» **What to do**
Carry over every line of the listing below, including each request, and add 30 to every coordinate in the answers. Leave the pictures out.

» **Material for this exercise**

------------------------------------------------------------------------

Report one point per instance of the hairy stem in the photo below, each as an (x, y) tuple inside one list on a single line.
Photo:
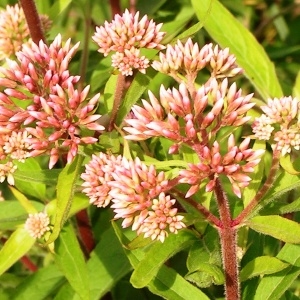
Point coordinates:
[(266, 186), (85, 231), (121, 86), (115, 7), (33, 20), (228, 236), (85, 50)]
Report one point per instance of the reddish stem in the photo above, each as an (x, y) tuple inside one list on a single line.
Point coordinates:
[(228, 235), (254, 202), (85, 231), (115, 7), (29, 264), (33, 20)]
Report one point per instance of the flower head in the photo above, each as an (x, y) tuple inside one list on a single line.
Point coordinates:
[(56, 114), (37, 224), (280, 124), (185, 59), (233, 164), (137, 194), (125, 36)]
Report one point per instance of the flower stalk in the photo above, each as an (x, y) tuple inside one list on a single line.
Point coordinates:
[(33, 20), (228, 235)]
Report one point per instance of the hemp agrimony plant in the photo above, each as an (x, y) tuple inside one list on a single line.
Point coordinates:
[(153, 173)]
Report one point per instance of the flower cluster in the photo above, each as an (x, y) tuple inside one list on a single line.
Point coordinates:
[(54, 112), (13, 146), (194, 116), (37, 224), (186, 60), (14, 31), (280, 124), (234, 164), (126, 35), (137, 193), (181, 118)]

------------------------------------------------------------------------

» **Correct result**
Report one point per instance of the hairy stem in the photo below, each as an (x, y) tuple inside one list on a single line.
Photo:
Point coordinates:
[(296, 216), (115, 261), (151, 116), (145, 37), (63, 50), (258, 266), (115, 80)]
Report one point per instance of the reddish stem in the photo above, each as an (x, y) tuple inside one list on a single line.
Point coordinates:
[(258, 265), (284, 232), (115, 261), (145, 37), (59, 294), (63, 50)]
Report one point per instance of the flower head in the photo above, each as an (x, y) tuple inside one list on a single line.
Point coordinates:
[(86, 144), (67, 254), (310, 154), (215, 89), (263, 194), (167, 224), (155, 66)]
Report one point per instance of the flower stalk in the photo above, each as an (x, y) tuple inside one list on a single line.
Point coordinates:
[(63, 50), (258, 265)]
Report one point per instance of the hemp agrimony plant in the photo above, each as an (x, y) tuple inside one list on a single line.
Point coordinates:
[(183, 203)]
Report one point per instance of the flower cluster in the photo above, each as an (x, y) tuple inside one list on a single line.
Point coordinates:
[(84, 142), (43, 176), (224, 146), (67, 254), (216, 90), (44, 61), (310, 154), (264, 194), (156, 65), (167, 223), (211, 148)]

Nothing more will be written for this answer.